[Items listed in a dataset]
____

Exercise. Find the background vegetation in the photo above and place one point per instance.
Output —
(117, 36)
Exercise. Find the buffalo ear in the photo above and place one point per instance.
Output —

____

# [Required work]
Set every entry down once more, exactly as written above.

# [The answer]
Exercise. Find the background vegetation in the photo above and place one point per instance.
Output —
(117, 36)
Exercise. Find the buffalo ear in the photo above and place one point per instance.
Output —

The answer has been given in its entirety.